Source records

══════

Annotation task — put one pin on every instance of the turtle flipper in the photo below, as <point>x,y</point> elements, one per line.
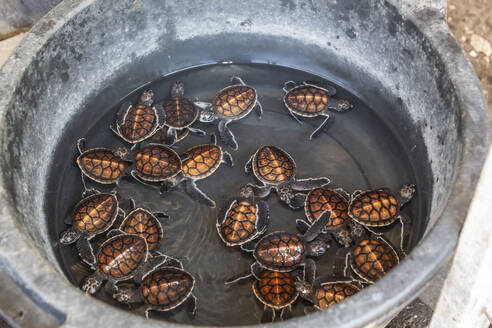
<point>308,184</point>
<point>192,190</point>
<point>320,128</point>
<point>86,252</point>
<point>226,135</point>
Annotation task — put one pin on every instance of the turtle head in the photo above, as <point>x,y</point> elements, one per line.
<point>69,236</point>
<point>147,97</point>
<point>177,90</point>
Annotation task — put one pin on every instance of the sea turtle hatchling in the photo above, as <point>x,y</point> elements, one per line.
<point>92,216</point>
<point>310,100</point>
<point>277,291</point>
<point>181,113</point>
<point>276,169</point>
<point>135,123</point>
<point>242,218</point>
<point>121,257</point>
<point>163,289</point>
<point>231,104</point>
<point>285,251</point>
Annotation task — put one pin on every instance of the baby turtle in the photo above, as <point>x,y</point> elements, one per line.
<point>276,169</point>
<point>164,289</point>
<point>181,113</point>
<point>101,164</point>
<point>231,104</point>
<point>276,290</point>
<point>93,215</point>
<point>310,100</point>
<point>142,222</point>
<point>285,251</point>
<point>343,229</point>
<point>242,219</point>
<point>378,208</point>
<point>135,123</point>
<point>121,257</point>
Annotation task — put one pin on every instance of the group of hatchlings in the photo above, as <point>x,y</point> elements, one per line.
<point>283,269</point>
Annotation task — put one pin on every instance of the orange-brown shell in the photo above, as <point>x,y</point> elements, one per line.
<point>166,288</point>
<point>275,289</point>
<point>180,112</point>
<point>319,200</point>
<point>239,225</point>
<point>331,293</point>
<point>95,214</point>
<point>273,166</point>
<point>307,100</point>
<point>120,256</point>
<point>139,123</point>
<point>157,163</point>
<point>101,165</point>
<point>280,251</point>
<point>201,161</point>
<point>235,102</point>
<point>144,224</point>
<point>373,258</point>
<point>374,208</point>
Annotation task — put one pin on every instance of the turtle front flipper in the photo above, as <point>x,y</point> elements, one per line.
<point>86,252</point>
<point>311,183</point>
<point>226,135</point>
<point>192,190</point>
<point>320,128</point>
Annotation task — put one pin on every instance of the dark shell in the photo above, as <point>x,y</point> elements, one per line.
<point>307,100</point>
<point>180,112</point>
<point>373,258</point>
<point>280,251</point>
<point>157,163</point>
<point>275,289</point>
<point>120,256</point>
<point>235,102</point>
<point>139,123</point>
<point>272,165</point>
<point>144,224</point>
<point>319,200</point>
<point>332,293</point>
<point>201,161</point>
<point>374,208</point>
<point>95,214</point>
<point>166,288</point>
<point>239,225</point>
<point>101,165</point>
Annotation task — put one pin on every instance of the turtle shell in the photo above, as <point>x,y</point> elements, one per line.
<point>160,136</point>
<point>373,258</point>
<point>374,208</point>
<point>101,165</point>
<point>307,100</point>
<point>280,251</point>
<point>319,200</point>
<point>157,163</point>
<point>235,102</point>
<point>120,256</point>
<point>180,112</point>
<point>275,289</point>
<point>331,293</point>
<point>166,288</point>
<point>239,225</point>
<point>95,214</point>
<point>139,123</point>
<point>201,161</point>
<point>144,224</point>
<point>273,166</point>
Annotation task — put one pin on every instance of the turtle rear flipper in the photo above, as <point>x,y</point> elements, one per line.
<point>226,135</point>
<point>192,190</point>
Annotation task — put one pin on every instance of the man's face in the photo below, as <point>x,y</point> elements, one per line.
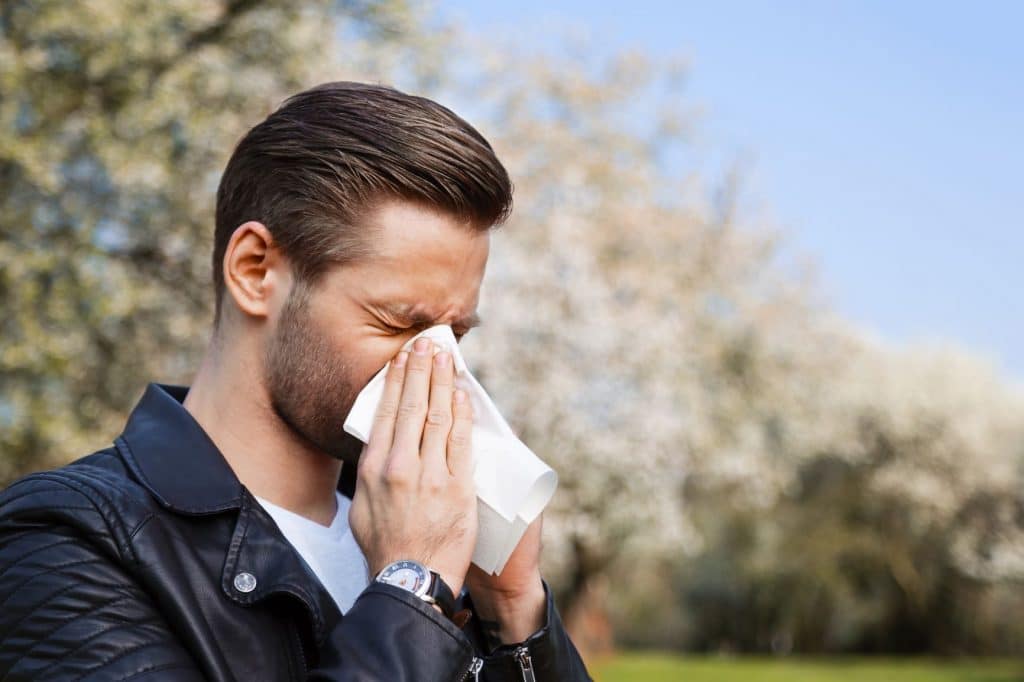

══════

_Exercise task_
Copy the listing above word for word, leaving out the pictures.

_Response below_
Annotation task — put one pin on every instance of the turtle flipper in the photo below, as <point>x,y</point> elements, one per line.
<point>308,184</point>
<point>192,190</point>
<point>320,128</point>
<point>86,252</point>
<point>226,135</point>
Annotation task — put one pin on every instance of the turtle head in the photo above, as <point>x,y</point> elements, one per line.
<point>69,236</point>
<point>147,97</point>
<point>177,90</point>
Annotation task — put one pin on every instance of the sea turtle hatchling in the photo above, as <point>x,y</point> elements, one per line.
<point>92,216</point>
<point>310,100</point>
<point>277,291</point>
<point>181,113</point>
<point>276,169</point>
<point>135,123</point>
<point>242,218</point>
<point>121,257</point>
<point>163,289</point>
<point>231,104</point>
<point>285,251</point>
Annotation task — put one pin on every instance of the baby turtle in the photo above, as <point>x,y</point> elements, one per line.
<point>276,169</point>
<point>164,289</point>
<point>181,113</point>
<point>101,164</point>
<point>231,104</point>
<point>276,290</point>
<point>93,215</point>
<point>310,100</point>
<point>142,222</point>
<point>285,251</point>
<point>343,229</point>
<point>242,219</point>
<point>378,208</point>
<point>135,123</point>
<point>121,257</point>
Annotation task — put one pin on every instance of the group of hatchlings in the photo above, as <point>x,y</point> elements, one per line.
<point>283,269</point>
Annotation task — put one pin on every instance of the orange-brown shell in the photo above, as <point>x,y</point> elements, one per line.
<point>166,288</point>
<point>275,289</point>
<point>180,112</point>
<point>319,200</point>
<point>239,225</point>
<point>331,293</point>
<point>95,214</point>
<point>273,166</point>
<point>307,100</point>
<point>120,256</point>
<point>139,123</point>
<point>157,163</point>
<point>101,165</point>
<point>280,251</point>
<point>201,161</point>
<point>235,102</point>
<point>144,224</point>
<point>373,258</point>
<point>374,208</point>
Annotation task — put one pin on every instance of the turtle front flipper in the photo above, as <point>x,y</point> elements, one per line.
<point>86,252</point>
<point>311,183</point>
<point>226,135</point>
<point>192,190</point>
<point>320,128</point>
Annotation task — put one pin on every instance of the dark shell in the photo above, as <point>x,y</point> elements, one per line.
<point>307,100</point>
<point>180,112</point>
<point>373,258</point>
<point>280,251</point>
<point>157,163</point>
<point>275,289</point>
<point>120,256</point>
<point>235,102</point>
<point>139,123</point>
<point>272,165</point>
<point>144,224</point>
<point>319,200</point>
<point>332,293</point>
<point>201,161</point>
<point>374,208</point>
<point>95,214</point>
<point>166,288</point>
<point>239,225</point>
<point>101,165</point>
Annotation task — put one pin on every instance of the turtle shell in the photo above, as <point>x,y</point> elements, one per line.
<point>160,136</point>
<point>373,258</point>
<point>374,208</point>
<point>101,165</point>
<point>307,100</point>
<point>280,251</point>
<point>319,200</point>
<point>157,163</point>
<point>235,102</point>
<point>120,256</point>
<point>180,112</point>
<point>275,289</point>
<point>331,293</point>
<point>166,288</point>
<point>239,225</point>
<point>95,214</point>
<point>139,123</point>
<point>201,161</point>
<point>144,224</point>
<point>273,166</point>
Annotation task — put one pin on every instance of the turtle rear flipper in the photo above, as <point>x,y</point> elements, one per line.
<point>226,135</point>
<point>192,190</point>
Annotation task — put one pin on every instance of the man's face in the photo below, as <point>x,y</point> elements, one per line.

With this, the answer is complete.